EXERCISE INSTRUCTIONS: Return every record exactly as it appears. Leave nothing out.

DATA PROVIDED:
--------------------

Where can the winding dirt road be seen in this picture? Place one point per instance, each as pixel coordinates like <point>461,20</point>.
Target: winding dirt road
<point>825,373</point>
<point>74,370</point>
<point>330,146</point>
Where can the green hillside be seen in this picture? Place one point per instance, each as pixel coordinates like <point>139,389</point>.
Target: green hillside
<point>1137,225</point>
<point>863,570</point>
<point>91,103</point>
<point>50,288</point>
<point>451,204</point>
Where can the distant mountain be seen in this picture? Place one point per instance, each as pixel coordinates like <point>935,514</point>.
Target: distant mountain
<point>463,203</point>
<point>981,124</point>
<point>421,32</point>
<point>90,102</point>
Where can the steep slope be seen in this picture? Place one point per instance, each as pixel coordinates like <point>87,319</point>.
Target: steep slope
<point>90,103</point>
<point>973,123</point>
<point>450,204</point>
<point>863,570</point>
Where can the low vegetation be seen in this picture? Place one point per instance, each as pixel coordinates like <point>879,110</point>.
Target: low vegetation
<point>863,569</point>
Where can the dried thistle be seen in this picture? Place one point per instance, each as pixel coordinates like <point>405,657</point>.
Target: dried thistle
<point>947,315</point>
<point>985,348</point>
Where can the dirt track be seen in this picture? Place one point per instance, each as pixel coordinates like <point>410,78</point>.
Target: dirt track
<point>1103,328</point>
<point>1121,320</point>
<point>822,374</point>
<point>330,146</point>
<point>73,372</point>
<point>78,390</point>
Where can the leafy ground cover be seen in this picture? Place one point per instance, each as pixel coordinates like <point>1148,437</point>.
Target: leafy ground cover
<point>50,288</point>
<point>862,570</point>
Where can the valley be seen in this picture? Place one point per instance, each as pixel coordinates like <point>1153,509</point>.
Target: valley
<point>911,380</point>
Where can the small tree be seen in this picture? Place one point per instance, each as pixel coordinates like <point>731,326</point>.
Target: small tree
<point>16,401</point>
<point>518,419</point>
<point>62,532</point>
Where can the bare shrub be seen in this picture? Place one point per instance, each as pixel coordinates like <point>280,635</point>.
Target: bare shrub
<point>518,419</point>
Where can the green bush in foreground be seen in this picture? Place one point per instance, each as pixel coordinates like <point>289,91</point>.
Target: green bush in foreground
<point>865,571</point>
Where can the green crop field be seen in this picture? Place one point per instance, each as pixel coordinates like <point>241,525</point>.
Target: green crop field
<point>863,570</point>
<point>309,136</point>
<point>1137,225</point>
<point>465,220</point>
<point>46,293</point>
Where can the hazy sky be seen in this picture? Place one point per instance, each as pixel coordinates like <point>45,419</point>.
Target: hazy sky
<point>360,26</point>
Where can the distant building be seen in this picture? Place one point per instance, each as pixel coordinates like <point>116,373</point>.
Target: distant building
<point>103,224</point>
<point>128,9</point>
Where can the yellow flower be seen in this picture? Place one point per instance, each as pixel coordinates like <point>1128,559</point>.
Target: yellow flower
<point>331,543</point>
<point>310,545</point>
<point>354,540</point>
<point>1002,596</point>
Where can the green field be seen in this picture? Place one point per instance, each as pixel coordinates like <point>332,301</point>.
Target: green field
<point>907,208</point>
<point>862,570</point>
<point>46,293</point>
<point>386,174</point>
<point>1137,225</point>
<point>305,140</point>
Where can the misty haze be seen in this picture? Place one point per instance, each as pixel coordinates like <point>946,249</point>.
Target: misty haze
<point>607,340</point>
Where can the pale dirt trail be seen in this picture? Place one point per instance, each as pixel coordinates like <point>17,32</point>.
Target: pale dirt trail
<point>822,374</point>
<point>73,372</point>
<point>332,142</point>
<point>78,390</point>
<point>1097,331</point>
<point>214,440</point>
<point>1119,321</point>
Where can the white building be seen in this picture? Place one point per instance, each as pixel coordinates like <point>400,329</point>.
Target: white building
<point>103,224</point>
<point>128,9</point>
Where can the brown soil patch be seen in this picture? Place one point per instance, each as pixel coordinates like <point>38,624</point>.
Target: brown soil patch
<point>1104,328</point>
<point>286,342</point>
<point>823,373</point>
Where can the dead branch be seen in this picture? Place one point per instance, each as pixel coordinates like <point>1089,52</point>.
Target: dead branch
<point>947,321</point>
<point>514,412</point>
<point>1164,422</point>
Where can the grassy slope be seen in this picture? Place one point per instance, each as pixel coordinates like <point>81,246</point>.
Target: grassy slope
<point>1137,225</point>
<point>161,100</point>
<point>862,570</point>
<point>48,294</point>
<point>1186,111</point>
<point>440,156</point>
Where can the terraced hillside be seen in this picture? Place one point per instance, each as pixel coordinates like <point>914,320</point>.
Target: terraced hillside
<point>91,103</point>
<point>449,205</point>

--------------------

THE ANSWER:
Where can the winding dirt road be seen in this picture? Place one point per instance, each as pixel coordinates like <point>461,20</point>.
Target: winding dirt road
<point>825,373</point>
<point>74,370</point>
<point>330,146</point>
Where can the green hillside be seen in this picture? Place one point per instance, each as pixel coordinates like <point>139,389</point>.
Target: green hillside
<point>1137,225</point>
<point>863,570</point>
<point>91,103</point>
<point>50,288</point>
<point>451,204</point>
Where can the distant mountain be seen in this picture? Place one point per instance, each as pixel coordinates like <point>935,514</point>.
Target: distant mountain
<point>463,203</point>
<point>981,124</point>
<point>421,32</point>
<point>90,102</point>
Where can the steep slope be seen in this picture? Place one point per instance, each as pixel coordinates like <point>87,319</point>.
Target: steep slope
<point>90,103</point>
<point>973,123</point>
<point>450,204</point>
<point>863,570</point>
Where can the low vegetation be seen in this picture? Place one point per instance, each as pixel coordinates like <point>879,110</point>.
Target: low vegetation
<point>863,569</point>
Where can the dried thistle be seen in this picture? Place one point per instance, each as pixel coordinates like <point>405,657</point>.
Target: dried thistle
<point>947,315</point>
<point>985,348</point>
Where can the dirt track be seen in this picture? Place one point per instance, each as pixel coordinates like <point>410,78</point>.
Target: dirt track
<point>1103,328</point>
<point>1121,320</point>
<point>822,374</point>
<point>330,146</point>
<point>73,372</point>
<point>78,390</point>
Where can the leafy ground cover be seen in this picture? Place one point per instance, each as pixel coordinates like <point>1148,437</point>.
Target: leafy ground cover
<point>50,288</point>
<point>862,570</point>
Where can the valley be seen in this picture? Place one point per instance, each as pixel coordinates like <point>1153,509</point>.
Target: valley
<point>911,380</point>
Where can the small tree be seen in this picture? Place one point per instance, each as pixel coordinates like <point>731,326</point>.
Target: small tree
<point>16,401</point>
<point>518,419</point>
<point>62,532</point>
Where can the bare shrub be seen in this picture? Place one point per instance, each as pixel coordinates like <point>280,635</point>.
Target: bare shrub
<point>518,419</point>
Where can the green bush in foreground be seen in this picture? Place one point per instance, each as pixel coordinates like <point>289,91</point>.
Target: green bush in foreground
<point>865,571</point>
Where can the green crop field be seen in this picture? Place one point per instance, each as pixel coordinates like <point>241,525</point>.
Target: green crop field
<point>863,570</point>
<point>309,136</point>
<point>1137,225</point>
<point>465,220</point>
<point>46,293</point>
Where can the hazy sky be seen in this picture? Place one point per instance, each as pixel coordinates like <point>45,419</point>.
Target: hazy sky
<point>360,26</point>
Where can the distant building be seen in this picture? Place one point per instance, each as pixel coordinates like <point>116,373</point>.
Target: distant building
<point>103,224</point>
<point>128,9</point>
Where can the yellow flower be seen in this picture? Place one point per instance, each as pixel coordinates like <point>1128,559</point>.
Target: yellow flower
<point>331,543</point>
<point>310,545</point>
<point>354,540</point>
<point>1002,596</point>
Where can the green field be seen in this picture? Place one point per instance, each as pixel coordinates like <point>332,301</point>.
Target: green field
<point>907,208</point>
<point>862,570</point>
<point>46,293</point>
<point>386,174</point>
<point>1137,225</point>
<point>305,140</point>
Where can the misty haze be seen in this picture? Place one point per instance, each as pixel coordinates like <point>946,249</point>.
Target: misty haze
<point>607,340</point>
Where can the pale dirt trail be seen in this picture? Place one point per instance, each as pixel coordinates like <point>17,32</point>.
Target: pale dirt trail
<point>822,374</point>
<point>73,372</point>
<point>332,142</point>
<point>78,390</point>
<point>1097,331</point>
<point>214,440</point>
<point>1119,321</point>
Where can the white building be seen in this picture? Place one point per instance, each as pixel coordinates like <point>400,329</point>.
Target: white building
<point>103,224</point>
<point>128,9</point>
Where can the brown soil patch be seen in this picture? Place one point per instance, each as pixel coordinates like <point>38,624</point>.
Target: brown soil patch
<point>1104,328</point>
<point>286,342</point>
<point>823,373</point>
Where can the dead branch be seen in this picture? Place one point per instance, each as pixel coordinates like <point>1089,52</point>.
Target: dead branch
<point>947,321</point>
<point>514,412</point>
<point>1164,422</point>
Where can the grassy slope be seen in this picture? Place one point per instance, each as pixel coordinates like <point>81,246</point>.
Target: grassy slope
<point>1137,225</point>
<point>161,100</point>
<point>862,570</point>
<point>48,294</point>
<point>1186,111</point>
<point>440,156</point>
Where can the terraced hillside be seen in this picture? Place one point per instance, each as pixel coordinates like <point>914,320</point>.
Target: terraced hillside
<point>91,103</point>
<point>449,205</point>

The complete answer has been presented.